## start Record list

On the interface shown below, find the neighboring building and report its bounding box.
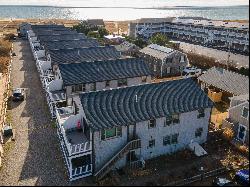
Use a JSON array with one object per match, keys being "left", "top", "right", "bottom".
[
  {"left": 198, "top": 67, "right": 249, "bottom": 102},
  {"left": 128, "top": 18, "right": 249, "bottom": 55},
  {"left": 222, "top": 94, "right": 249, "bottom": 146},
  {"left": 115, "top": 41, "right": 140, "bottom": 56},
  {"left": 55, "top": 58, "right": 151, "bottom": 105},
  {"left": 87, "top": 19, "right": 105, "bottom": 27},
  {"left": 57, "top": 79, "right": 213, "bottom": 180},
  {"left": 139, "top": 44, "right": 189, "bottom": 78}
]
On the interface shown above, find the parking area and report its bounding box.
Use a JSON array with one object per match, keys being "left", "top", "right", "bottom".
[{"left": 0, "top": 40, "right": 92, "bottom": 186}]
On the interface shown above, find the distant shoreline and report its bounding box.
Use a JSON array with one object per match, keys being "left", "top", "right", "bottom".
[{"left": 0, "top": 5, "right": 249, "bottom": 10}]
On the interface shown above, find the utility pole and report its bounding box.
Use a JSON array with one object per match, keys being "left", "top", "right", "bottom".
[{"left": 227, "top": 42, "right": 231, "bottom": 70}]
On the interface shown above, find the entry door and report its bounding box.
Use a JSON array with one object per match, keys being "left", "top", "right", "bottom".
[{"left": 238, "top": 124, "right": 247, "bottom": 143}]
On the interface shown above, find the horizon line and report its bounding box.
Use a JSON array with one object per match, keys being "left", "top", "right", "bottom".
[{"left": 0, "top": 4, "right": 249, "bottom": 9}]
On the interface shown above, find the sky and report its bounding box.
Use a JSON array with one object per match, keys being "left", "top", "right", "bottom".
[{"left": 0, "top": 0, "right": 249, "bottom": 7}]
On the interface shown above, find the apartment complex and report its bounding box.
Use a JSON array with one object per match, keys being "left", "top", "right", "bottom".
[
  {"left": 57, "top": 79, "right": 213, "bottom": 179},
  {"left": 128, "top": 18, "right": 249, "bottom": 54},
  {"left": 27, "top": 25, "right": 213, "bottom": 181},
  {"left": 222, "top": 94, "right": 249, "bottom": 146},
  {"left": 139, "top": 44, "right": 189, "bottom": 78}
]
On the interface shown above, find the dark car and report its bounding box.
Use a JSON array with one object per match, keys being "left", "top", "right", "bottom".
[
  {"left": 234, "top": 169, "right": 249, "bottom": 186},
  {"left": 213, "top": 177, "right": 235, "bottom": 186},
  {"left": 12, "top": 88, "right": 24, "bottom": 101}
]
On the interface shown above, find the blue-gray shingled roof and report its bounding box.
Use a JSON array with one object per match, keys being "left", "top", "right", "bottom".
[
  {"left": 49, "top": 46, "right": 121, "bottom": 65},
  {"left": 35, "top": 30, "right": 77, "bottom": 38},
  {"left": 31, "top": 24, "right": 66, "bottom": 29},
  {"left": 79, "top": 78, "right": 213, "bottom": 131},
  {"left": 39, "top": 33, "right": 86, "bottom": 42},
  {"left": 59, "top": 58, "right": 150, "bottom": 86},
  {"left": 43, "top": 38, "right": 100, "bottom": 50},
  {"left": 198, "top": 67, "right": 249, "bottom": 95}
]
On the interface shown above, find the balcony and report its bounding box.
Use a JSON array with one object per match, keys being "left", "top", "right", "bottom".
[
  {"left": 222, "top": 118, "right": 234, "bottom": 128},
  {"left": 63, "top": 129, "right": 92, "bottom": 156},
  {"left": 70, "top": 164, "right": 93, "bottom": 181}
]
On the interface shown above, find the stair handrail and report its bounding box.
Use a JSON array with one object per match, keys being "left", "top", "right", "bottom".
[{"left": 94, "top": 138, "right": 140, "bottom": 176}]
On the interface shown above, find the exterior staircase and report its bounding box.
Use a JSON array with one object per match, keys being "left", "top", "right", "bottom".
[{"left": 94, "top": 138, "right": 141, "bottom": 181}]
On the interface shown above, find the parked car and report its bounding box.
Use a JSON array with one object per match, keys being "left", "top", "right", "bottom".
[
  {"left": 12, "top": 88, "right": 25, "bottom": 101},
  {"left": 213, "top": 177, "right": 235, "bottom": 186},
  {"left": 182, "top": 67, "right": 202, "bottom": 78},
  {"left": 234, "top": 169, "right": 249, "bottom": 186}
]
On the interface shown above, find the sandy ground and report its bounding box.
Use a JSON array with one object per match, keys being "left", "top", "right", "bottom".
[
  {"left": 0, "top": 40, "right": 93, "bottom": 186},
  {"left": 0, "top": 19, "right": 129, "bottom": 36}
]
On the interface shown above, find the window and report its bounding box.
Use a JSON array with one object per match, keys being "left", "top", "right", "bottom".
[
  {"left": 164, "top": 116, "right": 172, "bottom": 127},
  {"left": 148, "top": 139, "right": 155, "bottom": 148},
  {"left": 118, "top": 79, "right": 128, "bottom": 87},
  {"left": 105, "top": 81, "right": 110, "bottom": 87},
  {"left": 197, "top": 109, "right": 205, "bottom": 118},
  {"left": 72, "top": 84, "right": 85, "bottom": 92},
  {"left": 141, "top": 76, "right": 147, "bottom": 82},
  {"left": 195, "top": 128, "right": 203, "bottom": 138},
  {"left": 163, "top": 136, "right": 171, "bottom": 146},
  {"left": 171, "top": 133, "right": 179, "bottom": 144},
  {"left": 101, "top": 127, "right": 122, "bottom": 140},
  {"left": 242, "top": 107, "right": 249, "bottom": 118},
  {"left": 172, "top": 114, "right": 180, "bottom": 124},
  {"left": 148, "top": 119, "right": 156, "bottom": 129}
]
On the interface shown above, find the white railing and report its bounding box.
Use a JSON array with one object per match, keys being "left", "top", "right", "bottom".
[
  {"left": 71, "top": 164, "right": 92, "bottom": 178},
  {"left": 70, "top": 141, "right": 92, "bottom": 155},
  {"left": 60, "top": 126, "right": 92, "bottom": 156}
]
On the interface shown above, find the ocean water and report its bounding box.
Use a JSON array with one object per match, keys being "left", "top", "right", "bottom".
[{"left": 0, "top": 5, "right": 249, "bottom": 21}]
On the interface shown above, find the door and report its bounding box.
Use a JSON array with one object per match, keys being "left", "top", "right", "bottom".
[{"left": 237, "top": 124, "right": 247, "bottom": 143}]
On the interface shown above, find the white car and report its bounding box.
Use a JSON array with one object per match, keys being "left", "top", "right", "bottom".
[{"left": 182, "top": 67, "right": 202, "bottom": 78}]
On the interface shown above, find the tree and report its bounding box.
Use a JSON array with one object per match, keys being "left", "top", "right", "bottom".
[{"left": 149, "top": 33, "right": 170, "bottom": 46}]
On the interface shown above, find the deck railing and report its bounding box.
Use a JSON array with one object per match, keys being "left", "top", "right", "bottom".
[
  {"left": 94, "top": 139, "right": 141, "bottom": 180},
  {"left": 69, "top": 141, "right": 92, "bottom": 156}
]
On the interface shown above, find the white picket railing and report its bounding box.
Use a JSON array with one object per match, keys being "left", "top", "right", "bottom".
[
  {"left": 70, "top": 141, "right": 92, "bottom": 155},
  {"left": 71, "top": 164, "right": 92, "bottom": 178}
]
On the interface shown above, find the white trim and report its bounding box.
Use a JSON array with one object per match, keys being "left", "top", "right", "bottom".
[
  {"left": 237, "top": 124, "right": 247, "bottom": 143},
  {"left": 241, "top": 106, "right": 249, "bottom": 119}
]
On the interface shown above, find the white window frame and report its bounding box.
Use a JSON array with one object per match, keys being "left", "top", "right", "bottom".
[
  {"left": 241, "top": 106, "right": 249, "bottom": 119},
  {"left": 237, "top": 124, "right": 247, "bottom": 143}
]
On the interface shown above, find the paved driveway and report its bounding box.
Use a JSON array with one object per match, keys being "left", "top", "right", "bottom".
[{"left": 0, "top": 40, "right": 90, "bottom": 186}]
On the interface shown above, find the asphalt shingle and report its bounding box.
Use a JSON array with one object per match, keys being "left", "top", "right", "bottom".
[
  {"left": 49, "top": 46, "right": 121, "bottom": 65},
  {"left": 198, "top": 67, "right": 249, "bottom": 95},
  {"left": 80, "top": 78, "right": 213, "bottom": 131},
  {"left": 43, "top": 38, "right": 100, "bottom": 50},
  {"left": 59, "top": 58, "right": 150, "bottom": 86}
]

## end Record list
## start Record list

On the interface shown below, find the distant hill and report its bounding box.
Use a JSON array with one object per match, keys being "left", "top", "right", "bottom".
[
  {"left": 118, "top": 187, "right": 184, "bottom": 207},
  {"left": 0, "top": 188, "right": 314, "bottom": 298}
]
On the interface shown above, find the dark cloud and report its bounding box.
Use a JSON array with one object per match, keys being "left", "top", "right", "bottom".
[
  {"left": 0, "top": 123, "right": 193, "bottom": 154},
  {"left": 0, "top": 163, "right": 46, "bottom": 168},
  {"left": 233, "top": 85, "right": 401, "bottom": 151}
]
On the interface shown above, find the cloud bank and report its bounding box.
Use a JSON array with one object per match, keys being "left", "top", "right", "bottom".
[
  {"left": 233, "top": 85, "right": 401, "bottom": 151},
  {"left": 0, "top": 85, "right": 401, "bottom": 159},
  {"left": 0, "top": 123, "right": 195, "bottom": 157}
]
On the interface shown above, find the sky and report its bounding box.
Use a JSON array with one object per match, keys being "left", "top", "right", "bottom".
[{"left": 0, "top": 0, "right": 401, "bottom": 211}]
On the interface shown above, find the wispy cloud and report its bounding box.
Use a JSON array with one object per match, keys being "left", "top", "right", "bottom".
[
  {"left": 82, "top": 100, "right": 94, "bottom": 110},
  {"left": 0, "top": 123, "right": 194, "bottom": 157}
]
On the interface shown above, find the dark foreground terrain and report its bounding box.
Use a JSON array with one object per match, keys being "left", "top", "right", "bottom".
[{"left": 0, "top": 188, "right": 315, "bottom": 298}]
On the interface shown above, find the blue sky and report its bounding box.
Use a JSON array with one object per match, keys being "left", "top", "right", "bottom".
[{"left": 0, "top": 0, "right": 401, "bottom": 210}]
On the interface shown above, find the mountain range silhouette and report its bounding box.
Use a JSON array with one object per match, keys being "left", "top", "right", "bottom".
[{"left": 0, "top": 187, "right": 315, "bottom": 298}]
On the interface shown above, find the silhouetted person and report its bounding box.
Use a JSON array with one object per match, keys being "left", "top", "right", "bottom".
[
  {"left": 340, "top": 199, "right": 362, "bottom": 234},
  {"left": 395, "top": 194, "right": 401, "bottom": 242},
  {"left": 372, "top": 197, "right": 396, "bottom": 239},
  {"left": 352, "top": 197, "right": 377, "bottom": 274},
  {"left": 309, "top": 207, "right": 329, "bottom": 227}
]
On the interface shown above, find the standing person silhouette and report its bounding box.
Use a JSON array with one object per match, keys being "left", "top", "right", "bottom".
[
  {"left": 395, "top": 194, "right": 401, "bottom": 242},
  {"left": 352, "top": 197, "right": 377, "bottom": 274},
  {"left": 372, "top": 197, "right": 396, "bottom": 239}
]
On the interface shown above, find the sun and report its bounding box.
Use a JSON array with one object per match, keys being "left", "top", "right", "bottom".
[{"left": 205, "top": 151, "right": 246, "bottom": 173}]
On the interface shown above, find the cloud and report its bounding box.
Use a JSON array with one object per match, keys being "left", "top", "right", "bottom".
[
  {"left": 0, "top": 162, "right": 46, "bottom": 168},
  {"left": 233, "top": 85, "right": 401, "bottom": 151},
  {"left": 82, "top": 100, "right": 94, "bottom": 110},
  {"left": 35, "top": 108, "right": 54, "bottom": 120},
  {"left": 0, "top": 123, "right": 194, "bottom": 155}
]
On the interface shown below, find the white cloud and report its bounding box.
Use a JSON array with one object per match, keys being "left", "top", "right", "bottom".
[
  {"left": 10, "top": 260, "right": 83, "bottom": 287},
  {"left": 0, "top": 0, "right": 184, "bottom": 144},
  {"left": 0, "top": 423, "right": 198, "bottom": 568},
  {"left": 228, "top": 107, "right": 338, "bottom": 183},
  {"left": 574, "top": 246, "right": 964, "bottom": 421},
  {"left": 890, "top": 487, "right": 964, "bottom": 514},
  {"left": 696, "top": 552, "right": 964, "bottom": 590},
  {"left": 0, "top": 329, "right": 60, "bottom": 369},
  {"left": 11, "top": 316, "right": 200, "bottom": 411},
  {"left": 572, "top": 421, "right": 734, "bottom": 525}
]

## end Record list

■ **Task directions**
Please go through the records above and copy out every line that contains the string "cloud".

■ **Finished task**
On the interface shown above, find the dark cloud and report its bounding box.
On the interface shown above, find the cloud bank and report its bounding box.
On the interface shown above, find the wispy cloud and report its bounding box.
On the interface shown above, find the cloud and report its bounding box.
On the interface shown below, find the white cloud and report its bounding box.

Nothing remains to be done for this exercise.